--- Data to process ---

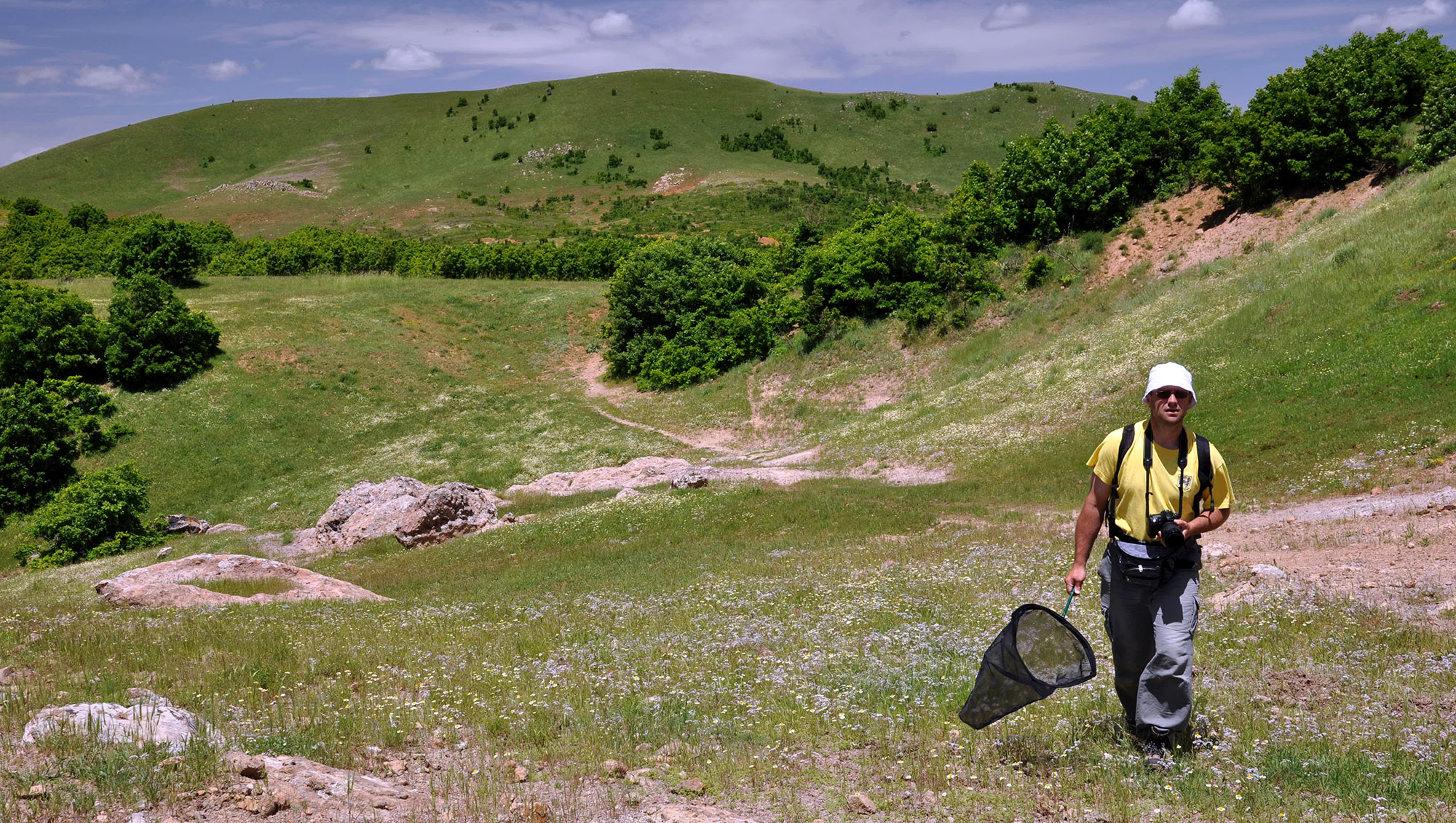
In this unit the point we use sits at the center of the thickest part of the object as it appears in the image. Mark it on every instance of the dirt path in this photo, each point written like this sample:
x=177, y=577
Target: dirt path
x=1195, y=228
x=1394, y=549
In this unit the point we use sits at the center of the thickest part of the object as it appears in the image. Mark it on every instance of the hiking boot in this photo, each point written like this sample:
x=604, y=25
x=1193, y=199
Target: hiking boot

---

What needs to be done:
Write out all the lines of the items again, including the requests, and add 45 to every coordinate value in the answers but not to the coordinates in the requests or their format samples. Leave the pictures out.

Answer to this problem:
In this unit the point we use sits at the center of the thickest part of the object as it appears in the image. Mark it on every instance of the dirt path in this photo, each point written like this sample:
x=177, y=577
Target: dirt path
x=1240, y=273
x=1439, y=594
In this unit the point we use sits at the center of the thickest part of the object as it appears in the image. Mark it on every instance of the hiking boot in this photo, each point written like this sample:
x=604, y=25
x=1193, y=199
Target: hiking boot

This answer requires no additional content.